### Complete the following
a: Please rewrite the metering challenges text between "Application challenges" and "read via GPRS.", inclusive, replacing "GPRS" with "General Packet Radio Service".
b: Summarize the metering challenges text in two sentences.
c: Using the metering challenges text, answer yes or no for each statement, quoting the words of the text that decide it: (i) Success is monitored for only 60-70% of installed modems. (ii) The AMR software can be configured to run at several speeds at once. (iii) The API for meters should support GSM only.

### Provided text
========

Application challenges

  • API support for different makes of meters for AMR application to be deployed at CDC of respective states.
  • API compatibility, i.e. the API provided should be read on GPRS. Sometimes the API provided was for GSM only and the teams struggled to read via GPRS.
  • The quality and maturity of API allowing all readings and parameters to be communicated smoothly in minimal time. Sometimes the API was provided with inadequate features and
    sequentially. This made integration with the application time consuming.
  • Performance of the API could be an issue, i.e. the capacity and speed of the API for reading multiple meters at a single instance is different for different makes of meters. While the MDAS integrates all the APIs, the AMR software can be configured to any one configuration or speed only.
  • API might not be compatible for a few series of meters for a particular make of meter.
  • API for meters should support both optical/ RJ11 with GSM/GPRS.
  • Meter data size, with some meters sending big file sizes which result in reading failure over GPRS.

Interface challenges

      • Execution of all modules in a sequential manner is the key challenge in smooth execution of an MDAS. Success is monitored for only 60-70% of installed modems as their GIS interface data is not pushed to the MDAS for reading.

Recommendations for mitigating the challenges

      • Field installation of modems must be rolled out only once all field locations (distribution transformer, feeder and consumer meters) are metered by the utility. If meter procurement is ongoing then simultaneous installation of meter and modem may reduce the delay in execution of programme.

========

### Information shown

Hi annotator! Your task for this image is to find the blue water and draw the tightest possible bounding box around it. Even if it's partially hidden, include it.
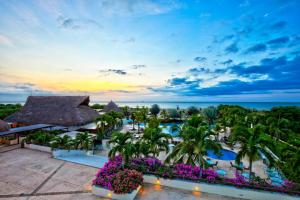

========

### Answers below
a:
Application challenges

  • API support for different makes of meters for AMR application to be deployed at CDC of respective states.
  • API compatibility, i.e. the API provided should be read on General Packet Radio Service. Sometimes the API provided was for GSM only and the teams struggled to read via General Packet Radio Service.

b: API challenges for AMR include support for different makes of meters, compatibility with GPRS, features that are too limited, performance that varies by make of meter, incompatibility with some meter series, and large meter data files that cause reading failures over GPRS. The key interface challenge is running all modules in sequence, and the recommendation is to roll out modems only after all field locations are metered, or to install meters and modems at the same time if meter procurement is still ongoing.

c:
(i) Yes: "Success is monitored for only 60-70% of installed modems as their GIS interface data is not pushed to the MDAS for reading."
(ii) No: "the AMR software can be configured to any one configuration or speed only."
(iii) No: "API for meters should support both optical/ RJ11 with GSM/GPRS."